> **What you need to do**: What is needed is an exact copy of the entries below, from the line that contains "In this exercise you will spot each instance of the striped" through the final line, both included, and nothing else.
Content starts
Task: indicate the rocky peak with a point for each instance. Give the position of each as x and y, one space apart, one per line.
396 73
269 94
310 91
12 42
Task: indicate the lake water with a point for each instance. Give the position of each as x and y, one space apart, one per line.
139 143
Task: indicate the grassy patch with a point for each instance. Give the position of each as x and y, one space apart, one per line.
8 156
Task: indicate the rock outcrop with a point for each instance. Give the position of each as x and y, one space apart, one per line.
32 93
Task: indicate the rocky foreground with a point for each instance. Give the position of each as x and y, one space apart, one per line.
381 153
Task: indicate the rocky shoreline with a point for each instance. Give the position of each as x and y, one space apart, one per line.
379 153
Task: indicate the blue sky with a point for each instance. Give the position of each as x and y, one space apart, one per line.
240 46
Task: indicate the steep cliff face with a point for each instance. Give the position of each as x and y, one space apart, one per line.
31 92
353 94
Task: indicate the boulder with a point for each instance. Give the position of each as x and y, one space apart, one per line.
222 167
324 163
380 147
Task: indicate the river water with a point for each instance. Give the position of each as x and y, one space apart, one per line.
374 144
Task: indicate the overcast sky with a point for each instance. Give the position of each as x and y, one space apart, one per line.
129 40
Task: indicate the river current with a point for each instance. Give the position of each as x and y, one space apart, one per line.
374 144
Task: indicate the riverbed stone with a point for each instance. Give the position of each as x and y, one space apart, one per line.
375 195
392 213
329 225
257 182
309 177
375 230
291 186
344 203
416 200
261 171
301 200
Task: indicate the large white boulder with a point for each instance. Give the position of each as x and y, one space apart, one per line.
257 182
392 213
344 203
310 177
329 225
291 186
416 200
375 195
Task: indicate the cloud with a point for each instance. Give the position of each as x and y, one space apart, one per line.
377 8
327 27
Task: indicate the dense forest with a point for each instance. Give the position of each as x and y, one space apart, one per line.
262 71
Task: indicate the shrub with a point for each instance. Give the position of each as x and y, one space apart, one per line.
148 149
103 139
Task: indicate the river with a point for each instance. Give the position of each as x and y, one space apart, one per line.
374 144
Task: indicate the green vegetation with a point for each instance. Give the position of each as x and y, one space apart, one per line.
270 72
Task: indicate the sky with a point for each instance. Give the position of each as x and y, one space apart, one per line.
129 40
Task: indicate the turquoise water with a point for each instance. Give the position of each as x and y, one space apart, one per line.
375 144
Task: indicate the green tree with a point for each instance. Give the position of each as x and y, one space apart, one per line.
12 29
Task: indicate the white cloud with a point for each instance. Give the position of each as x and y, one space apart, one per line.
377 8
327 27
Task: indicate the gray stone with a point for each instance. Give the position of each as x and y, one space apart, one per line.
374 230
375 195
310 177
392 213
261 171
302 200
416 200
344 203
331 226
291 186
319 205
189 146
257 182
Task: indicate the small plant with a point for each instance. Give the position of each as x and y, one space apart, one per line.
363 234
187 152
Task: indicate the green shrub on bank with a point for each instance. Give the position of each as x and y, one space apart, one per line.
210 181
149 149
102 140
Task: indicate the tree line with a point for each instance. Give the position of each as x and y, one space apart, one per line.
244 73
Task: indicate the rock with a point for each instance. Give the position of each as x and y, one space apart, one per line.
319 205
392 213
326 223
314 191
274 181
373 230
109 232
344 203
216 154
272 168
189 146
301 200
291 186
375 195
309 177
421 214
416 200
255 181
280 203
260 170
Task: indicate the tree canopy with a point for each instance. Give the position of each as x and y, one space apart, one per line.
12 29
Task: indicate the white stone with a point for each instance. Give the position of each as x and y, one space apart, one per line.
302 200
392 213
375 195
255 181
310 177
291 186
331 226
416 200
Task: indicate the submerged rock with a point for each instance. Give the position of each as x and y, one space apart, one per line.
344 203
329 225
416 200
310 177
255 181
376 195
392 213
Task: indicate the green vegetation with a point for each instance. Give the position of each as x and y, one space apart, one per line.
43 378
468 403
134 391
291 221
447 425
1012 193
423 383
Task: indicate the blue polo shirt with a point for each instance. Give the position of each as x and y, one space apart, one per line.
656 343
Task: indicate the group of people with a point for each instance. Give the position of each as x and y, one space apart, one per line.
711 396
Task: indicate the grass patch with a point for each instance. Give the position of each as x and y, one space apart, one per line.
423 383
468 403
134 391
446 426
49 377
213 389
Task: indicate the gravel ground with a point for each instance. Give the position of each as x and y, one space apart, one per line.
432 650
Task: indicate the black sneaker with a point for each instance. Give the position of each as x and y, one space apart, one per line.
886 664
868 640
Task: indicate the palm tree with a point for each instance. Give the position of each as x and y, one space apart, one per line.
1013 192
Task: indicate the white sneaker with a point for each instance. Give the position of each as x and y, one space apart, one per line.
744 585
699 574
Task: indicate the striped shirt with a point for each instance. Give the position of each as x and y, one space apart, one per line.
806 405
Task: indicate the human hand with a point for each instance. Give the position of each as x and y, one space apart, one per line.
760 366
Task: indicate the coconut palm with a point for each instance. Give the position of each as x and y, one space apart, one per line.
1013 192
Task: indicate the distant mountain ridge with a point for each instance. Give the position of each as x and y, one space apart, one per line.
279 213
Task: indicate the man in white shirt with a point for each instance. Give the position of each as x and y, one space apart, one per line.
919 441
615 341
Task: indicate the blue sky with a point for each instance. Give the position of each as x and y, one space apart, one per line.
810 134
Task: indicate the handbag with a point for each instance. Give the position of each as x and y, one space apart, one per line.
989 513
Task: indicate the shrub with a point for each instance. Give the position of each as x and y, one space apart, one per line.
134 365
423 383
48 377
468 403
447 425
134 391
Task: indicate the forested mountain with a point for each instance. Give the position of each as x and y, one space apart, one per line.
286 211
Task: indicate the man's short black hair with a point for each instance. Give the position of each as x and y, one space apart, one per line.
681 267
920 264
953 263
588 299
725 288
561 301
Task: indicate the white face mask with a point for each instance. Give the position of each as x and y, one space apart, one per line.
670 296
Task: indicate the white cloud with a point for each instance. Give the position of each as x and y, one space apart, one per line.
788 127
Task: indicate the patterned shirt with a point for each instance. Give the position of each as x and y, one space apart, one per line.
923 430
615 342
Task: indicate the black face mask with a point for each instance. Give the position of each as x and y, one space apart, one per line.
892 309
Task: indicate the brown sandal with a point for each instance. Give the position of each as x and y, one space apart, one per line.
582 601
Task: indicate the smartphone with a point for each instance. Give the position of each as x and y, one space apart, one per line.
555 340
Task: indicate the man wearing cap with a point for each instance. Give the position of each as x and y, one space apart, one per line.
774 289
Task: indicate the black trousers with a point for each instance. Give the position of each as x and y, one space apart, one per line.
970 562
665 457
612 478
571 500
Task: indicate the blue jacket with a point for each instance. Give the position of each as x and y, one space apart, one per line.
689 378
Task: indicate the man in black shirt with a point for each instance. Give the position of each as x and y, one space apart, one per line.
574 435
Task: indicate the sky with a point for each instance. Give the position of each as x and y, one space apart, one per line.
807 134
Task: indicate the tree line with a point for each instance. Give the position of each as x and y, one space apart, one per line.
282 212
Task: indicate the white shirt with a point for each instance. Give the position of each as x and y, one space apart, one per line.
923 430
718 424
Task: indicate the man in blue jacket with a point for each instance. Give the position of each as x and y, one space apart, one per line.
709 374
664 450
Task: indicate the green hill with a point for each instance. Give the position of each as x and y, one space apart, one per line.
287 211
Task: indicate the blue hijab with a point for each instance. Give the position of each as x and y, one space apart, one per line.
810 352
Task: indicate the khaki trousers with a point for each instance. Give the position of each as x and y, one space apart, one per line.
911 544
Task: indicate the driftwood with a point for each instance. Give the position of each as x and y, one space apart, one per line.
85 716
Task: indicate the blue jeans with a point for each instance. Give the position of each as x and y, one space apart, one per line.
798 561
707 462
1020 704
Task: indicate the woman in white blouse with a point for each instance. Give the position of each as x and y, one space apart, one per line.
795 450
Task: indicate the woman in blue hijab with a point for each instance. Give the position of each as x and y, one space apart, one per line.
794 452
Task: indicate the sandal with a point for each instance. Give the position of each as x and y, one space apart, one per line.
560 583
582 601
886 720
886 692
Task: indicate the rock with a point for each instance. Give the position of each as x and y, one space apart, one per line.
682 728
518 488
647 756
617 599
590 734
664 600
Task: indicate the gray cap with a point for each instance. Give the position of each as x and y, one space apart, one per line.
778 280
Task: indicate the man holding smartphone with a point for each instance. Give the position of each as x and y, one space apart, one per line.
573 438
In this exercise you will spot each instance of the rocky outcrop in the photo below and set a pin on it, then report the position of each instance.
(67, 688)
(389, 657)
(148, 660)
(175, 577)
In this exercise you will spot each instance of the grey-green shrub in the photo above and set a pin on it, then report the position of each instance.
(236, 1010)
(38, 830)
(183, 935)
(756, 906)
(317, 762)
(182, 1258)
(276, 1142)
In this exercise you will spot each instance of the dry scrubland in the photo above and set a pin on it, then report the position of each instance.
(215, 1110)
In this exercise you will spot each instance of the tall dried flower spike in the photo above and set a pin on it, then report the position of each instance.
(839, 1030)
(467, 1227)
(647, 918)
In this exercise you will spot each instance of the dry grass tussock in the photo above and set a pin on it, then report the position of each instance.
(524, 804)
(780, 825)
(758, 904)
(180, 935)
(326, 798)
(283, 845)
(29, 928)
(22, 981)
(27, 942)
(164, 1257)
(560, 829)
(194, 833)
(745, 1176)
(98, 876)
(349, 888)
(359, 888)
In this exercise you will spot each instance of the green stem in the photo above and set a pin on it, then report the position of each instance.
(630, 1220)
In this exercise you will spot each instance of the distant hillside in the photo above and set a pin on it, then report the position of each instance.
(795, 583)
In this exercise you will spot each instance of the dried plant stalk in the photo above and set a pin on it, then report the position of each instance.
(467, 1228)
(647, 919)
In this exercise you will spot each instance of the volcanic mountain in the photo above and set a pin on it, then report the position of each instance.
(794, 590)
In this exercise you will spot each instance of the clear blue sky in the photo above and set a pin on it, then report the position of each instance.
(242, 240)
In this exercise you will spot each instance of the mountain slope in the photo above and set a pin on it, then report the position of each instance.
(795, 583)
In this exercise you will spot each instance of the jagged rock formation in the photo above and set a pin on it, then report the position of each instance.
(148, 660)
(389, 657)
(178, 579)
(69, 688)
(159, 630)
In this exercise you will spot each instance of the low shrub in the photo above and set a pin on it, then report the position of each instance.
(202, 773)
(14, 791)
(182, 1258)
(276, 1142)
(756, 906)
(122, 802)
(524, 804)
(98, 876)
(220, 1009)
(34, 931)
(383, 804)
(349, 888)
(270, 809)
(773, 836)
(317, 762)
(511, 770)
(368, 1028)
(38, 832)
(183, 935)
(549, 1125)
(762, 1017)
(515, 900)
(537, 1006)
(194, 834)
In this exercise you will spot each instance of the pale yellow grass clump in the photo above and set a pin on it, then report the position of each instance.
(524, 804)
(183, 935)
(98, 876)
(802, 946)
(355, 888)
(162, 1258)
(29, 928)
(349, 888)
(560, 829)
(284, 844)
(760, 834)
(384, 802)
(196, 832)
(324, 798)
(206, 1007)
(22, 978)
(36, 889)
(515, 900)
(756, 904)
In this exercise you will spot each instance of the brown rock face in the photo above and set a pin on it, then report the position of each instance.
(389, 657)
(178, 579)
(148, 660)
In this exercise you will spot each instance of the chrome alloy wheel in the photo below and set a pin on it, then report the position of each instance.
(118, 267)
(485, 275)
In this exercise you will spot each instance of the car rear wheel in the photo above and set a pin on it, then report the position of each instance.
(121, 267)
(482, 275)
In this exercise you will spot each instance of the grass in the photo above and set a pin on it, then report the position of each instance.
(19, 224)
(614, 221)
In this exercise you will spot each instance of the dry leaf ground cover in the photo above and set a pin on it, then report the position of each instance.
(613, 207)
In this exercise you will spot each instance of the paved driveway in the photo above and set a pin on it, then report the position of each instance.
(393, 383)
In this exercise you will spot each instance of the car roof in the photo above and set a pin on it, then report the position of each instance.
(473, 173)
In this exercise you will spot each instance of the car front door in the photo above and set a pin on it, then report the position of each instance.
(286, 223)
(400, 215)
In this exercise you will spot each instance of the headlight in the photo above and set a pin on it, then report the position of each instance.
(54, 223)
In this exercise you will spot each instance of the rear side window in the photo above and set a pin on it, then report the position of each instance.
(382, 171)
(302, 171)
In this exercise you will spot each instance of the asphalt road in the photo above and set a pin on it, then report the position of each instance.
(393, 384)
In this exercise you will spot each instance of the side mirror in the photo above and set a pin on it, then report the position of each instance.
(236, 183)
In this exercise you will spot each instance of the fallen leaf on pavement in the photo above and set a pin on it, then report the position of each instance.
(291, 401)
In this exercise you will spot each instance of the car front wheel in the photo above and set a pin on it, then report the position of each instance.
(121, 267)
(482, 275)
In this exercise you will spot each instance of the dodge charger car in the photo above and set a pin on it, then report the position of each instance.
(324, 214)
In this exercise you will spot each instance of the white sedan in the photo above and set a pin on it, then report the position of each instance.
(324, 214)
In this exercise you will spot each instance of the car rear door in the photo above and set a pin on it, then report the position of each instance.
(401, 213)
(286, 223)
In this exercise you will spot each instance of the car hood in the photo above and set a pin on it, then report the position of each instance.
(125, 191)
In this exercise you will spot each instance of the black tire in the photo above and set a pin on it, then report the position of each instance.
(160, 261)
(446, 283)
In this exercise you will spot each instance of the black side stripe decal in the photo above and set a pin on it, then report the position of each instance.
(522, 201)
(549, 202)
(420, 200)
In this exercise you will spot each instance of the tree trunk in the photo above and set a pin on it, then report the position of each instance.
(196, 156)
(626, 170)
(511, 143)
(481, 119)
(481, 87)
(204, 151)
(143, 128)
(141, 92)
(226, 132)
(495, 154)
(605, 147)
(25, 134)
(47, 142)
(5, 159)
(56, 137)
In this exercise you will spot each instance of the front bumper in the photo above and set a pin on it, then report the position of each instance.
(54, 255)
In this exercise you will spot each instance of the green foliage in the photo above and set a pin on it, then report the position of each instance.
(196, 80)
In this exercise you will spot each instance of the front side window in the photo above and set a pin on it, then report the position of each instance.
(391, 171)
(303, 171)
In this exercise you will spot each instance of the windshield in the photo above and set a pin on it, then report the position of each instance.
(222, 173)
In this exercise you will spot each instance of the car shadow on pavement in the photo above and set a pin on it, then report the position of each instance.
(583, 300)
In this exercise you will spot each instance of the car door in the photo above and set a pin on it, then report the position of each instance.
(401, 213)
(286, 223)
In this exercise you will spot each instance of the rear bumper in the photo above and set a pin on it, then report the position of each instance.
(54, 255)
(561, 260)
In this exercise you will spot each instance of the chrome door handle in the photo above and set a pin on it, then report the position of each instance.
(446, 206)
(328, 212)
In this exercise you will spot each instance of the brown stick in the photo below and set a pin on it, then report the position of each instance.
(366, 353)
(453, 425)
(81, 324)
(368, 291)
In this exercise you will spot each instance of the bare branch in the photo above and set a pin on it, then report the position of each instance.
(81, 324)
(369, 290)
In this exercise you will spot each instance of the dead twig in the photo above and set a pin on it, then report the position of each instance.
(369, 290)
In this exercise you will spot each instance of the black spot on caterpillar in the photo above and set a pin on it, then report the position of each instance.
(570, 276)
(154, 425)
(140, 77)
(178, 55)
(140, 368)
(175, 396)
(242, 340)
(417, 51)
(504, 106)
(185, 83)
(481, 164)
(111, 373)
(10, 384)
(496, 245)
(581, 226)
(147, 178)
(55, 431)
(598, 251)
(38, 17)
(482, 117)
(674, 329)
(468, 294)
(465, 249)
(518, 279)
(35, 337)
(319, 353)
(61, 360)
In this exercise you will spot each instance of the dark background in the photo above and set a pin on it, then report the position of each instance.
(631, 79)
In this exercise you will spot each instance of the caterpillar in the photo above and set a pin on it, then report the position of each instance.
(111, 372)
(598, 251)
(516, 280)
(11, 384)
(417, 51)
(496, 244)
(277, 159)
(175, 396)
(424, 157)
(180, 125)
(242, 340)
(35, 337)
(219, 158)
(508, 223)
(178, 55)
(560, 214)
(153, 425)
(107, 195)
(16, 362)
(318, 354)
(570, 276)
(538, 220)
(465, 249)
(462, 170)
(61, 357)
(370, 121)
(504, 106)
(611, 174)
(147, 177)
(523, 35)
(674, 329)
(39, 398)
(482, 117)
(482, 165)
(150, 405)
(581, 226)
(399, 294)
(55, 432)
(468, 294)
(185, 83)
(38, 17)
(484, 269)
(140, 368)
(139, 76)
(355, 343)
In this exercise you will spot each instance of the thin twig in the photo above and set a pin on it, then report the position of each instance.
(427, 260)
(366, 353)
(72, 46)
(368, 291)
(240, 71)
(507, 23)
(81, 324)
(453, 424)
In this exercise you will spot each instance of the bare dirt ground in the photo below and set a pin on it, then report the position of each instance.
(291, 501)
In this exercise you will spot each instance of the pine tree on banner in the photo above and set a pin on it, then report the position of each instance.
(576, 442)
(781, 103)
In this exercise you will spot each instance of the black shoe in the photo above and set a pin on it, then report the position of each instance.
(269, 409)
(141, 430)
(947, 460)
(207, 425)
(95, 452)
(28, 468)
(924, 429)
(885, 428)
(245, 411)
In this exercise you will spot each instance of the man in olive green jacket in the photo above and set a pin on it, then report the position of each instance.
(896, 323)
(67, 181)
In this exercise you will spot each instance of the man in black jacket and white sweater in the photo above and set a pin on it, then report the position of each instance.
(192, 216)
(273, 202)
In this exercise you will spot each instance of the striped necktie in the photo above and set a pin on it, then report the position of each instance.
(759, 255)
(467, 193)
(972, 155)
Content ends
> **Response**:
In this exercise you will spot each instance of the striped necktie in the photo above and set a pin on it, then report the position of each instance.
(759, 255)
(467, 193)
(972, 155)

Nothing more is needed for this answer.